TASK TO CARRY OUT ▸
Substitute "sculpture" for every occurrence of "statue" in the records below, and write out the lines of all the records again with nothing else changed. Leave the pictures out.

Extracted data entries
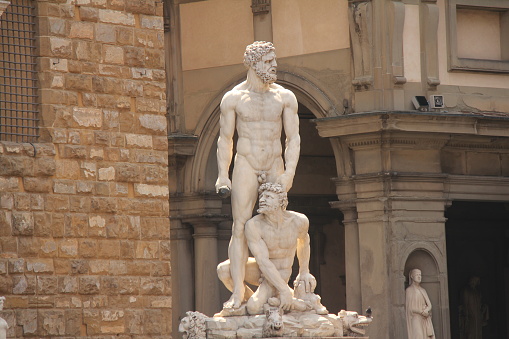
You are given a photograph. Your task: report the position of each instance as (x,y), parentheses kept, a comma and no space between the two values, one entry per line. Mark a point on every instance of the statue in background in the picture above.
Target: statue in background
(473,313)
(3,323)
(418,309)
(258,109)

RESULT OF THIS TASK ▸
You are given a photograph. Your task: report the position of each instance as (x,y), parentheses kept, a comma and no space between the two values, one entry per line. Mark a point on every instance of the sculpture in background in the picture above.
Target: sculpture in background
(473,313)
(3,323)
(418,309)
(258,109)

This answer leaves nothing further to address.